**Page excerpt:**
============
Contract-based alternative / So what should we do instead? In our view, a contract-based solution, which would require all providers at an in-network hospital to either contract with the same insurers as the hospital or secure payment from the hospital (who will bundle those costs as part of their in-network facility fee), will outperform IDR. A contract-based approach entirely eliminates the sending of surprise medical bills at in-network settings and puts the burden of negotiating market prices on those closest to the situation. A contract-based approach requires nothing from the vast majority of providers that do not engage in surprise billing, and it eliminates the need for policymakers to impute a market price or create and fund a dispute resolution system to do the same.

In fairness, Brannon and Kemp have a legitimate concern that a contract-based solution may allow insurers “to further reduce their pre-negotiated rates, possibly to prices below the actual costs of services.” But this supposed problem will sort itself out when the surprise bills originate from in-network facilities. If insurers insist on rates that are below the cost of services, physicians will look to hospitals to make up the difference—and hospitals will build that amount into their negotiations with insurers over facility fees. In short order, we would arrive at a natural market rate that did not reflect the ability of some providers to send surprise medical bills. Without that ability, we should expect rates to be lower than the status quo, albeit not below the cost of providing the services in question.

To be sure, a contract-based approach will not work in situations where patients are taken to an out-of-network facility in an emergency or are transported by an out-of-network ambulance to an in-network facility. We note that the legal system has developed strategies for handling such circumstances. Under admiralty law, courts will not enforce a bill for marine salvage that exceeds the market value for the services in question. Knowing this, everyone uses a standard form contract and disputes over billing are uncommon. What does it say about the medical profession that its billing practices would not pass muster if brought before a court handling a dispute over marine salvage?
============
(Stored data entries)
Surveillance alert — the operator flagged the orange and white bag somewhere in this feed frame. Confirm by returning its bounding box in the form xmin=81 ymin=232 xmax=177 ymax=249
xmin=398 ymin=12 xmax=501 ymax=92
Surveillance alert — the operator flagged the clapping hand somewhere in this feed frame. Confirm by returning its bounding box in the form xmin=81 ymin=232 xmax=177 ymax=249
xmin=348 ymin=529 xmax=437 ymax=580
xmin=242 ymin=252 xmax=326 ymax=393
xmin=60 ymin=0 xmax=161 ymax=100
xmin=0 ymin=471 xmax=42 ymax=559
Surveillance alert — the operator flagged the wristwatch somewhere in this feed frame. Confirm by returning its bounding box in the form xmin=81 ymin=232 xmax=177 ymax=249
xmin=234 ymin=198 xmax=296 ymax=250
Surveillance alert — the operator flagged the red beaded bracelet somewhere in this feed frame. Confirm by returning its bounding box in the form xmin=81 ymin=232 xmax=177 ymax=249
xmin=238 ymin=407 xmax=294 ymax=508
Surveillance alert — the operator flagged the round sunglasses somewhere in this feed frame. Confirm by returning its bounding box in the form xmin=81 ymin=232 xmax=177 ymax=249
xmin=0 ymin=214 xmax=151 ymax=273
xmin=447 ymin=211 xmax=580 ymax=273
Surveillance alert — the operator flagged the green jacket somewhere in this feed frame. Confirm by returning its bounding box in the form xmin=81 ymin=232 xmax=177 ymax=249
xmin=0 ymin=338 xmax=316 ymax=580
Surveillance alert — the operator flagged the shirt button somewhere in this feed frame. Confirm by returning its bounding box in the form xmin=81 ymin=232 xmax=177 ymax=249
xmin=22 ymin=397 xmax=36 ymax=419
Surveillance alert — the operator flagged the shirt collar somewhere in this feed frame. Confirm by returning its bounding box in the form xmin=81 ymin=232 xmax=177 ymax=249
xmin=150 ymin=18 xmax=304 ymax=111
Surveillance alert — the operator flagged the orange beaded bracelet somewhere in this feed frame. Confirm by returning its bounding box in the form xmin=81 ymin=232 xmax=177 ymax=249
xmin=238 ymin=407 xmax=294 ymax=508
============
**Exercise instructions:** Reproduce the passage on surprise medical billing word for word, starting with "To be sure, a" and going on through "over marine salvage?".

**Completed exercise:**
To be sure, a contract-based approach will not work in situations where patients are taken to an out-of-network facility in an emergency or are transported by an out-of-network ambulance to an in-network facility. We note that the legal system has developed strategies for handling such circumstances. Under admiralty law, courts will not enforce a bill for marine salvage that exceeds the market value for the services in question. Knowing this, everyone uses a standard form contract and disputes over billing are uncommon. What does it say about the medical profession that its billing practices would not pass muster if brought before a court handling a dispute over marine salvage?